=== Texto para análise ===
>>>
Atualizado em 3 de agosto de 2018 14:54

O título da coluna é inspirado na recente obra de Jeffrey Pfeffer, festejado professor da Stanford University. O título original é "Dying for a Paycheck". Em resumo, a obra aponta como, na atualidade, o ambiente de trabalho adoece e mata cada vez mais. As doenças e mortes precoces não são aqui decorrentes das situações clássicas de acidente de trabalho, tradicionalmente apontadas como eventos súbitos, inesperados e imediatamente incapacitantes.

Na verdade, a grande dificuldade apontada pelo autor são as doenças ocupacionais. Rotineiramente segregadas em doenças profissionais e doenças do trabalho, são produzidas por ambientes inadequados de atividade profissional, o que envolve não somente agentes nocivos de ordem física, química ou biológica, mas, como aponta o estudo citado, organizações e culturas laborais que demandam excessivamente de seus profissionais.

A questão confronta o discurso otimista do Século XX, típico da modernidade, em que as pessoas teriam cada vez mais tempo livre para a família e atividades lúdicas. O que se nota, especialmente no Brasil, é exatamente o contrário. Com foco na eficiência e produtividade, empresas estabelecem metas e objetivos cada vez mais dificultosos para seus empregados gerando, com isso, ambientes competitivos, conflituosos e, enfim, incapacitantes.

A lógica do ganho de curto prazo traz graves impactos futuros, tanto para empresas, que tendem a perder a desejada eficiência, assim como para os sistemas de previdência social, que sofrem o incremento das despesas com benefícios por incapacidade e morte. Pessoas que trabalham sob pressão crescente tendem a perder a capacidade de trabalho, extenuadas por jornadas elevadas e pela competição velada entre os colegas.

Parece difícil que o mercado, sozinho, seja capaz de reverter essa crescente bolha de incapacidades laborais. Cada vez mais, gestores são também cobrados por acionistas para obter resultados de curto prazo. Projetos comprometidos com a qualidade de vida dos empregados, na prática, são considerados como secundários. Afinal, caso dirigentes não produzam resultados em tempo hábil serão, também, demitidos da organização com perda de remuneração e demais benesses.
<<<
=== Material fornecido ===
>>>
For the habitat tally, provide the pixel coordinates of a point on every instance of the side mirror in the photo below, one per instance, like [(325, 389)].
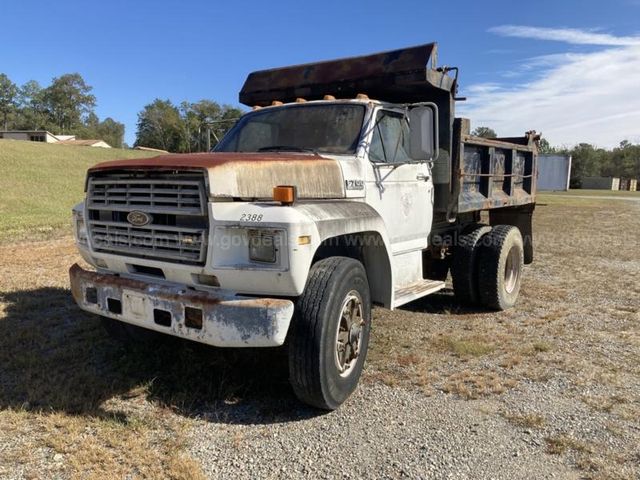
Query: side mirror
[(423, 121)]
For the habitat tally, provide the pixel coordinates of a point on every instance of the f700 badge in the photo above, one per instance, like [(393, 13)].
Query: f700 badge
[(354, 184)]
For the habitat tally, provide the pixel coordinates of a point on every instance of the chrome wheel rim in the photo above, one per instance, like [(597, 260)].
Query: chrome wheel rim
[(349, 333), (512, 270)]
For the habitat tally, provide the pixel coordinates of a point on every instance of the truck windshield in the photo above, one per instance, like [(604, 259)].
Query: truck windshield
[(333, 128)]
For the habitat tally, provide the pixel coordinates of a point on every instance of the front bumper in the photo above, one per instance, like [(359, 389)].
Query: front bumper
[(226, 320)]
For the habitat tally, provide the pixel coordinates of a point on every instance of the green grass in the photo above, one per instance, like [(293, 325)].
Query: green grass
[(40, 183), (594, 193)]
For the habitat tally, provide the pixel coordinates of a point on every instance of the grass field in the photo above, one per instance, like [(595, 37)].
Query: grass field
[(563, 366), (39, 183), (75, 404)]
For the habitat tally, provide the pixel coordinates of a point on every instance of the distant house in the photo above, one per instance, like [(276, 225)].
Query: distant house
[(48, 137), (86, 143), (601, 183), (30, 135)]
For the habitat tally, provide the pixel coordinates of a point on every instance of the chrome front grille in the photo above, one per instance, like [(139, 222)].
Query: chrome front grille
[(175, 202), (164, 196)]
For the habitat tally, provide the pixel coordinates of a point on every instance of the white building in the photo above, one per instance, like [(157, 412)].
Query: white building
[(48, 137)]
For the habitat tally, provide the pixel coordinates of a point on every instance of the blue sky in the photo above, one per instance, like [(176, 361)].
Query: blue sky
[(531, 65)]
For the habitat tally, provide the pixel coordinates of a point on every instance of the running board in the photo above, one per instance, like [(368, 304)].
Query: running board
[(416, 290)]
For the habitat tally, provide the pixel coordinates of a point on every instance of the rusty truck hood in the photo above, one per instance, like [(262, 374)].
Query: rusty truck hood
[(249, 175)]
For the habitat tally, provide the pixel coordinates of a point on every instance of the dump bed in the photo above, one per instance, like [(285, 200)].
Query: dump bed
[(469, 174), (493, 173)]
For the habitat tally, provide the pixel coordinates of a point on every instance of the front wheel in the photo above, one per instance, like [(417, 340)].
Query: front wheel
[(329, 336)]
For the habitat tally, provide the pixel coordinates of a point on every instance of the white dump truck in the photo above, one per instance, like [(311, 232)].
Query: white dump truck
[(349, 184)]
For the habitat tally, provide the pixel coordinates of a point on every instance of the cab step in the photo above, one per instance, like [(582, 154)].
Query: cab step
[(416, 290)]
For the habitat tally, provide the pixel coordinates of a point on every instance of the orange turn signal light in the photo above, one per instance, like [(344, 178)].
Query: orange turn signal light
<<<
=== Objetivo do exercício ===
Resuma em duas frases o texto sobre doenças ocupacionais. Os registros não têm relação com o texto.

=== Sua solução ===
Inspirado na obra de Jeffrey Pfeffer, o texto aponta como grande problema atual as doenças ocupacionais, produzidas por ambientes inadequados e por culturas laborais que exigem demais dos profissionais, o que contraria o discurso otimista do Século XX sobre o aumento do tempo livre. Metas cada vez mais difíceis, voltadas ao ganho de curto prazo, levam os trabalhadores a perder a capacidade de trabalho, com impactos para as empresas e para a previdência social, e parece difícil que o mercado, sozinho, reverta esse quadro, pois os gestores também são cobrados por resultados de curto prazo.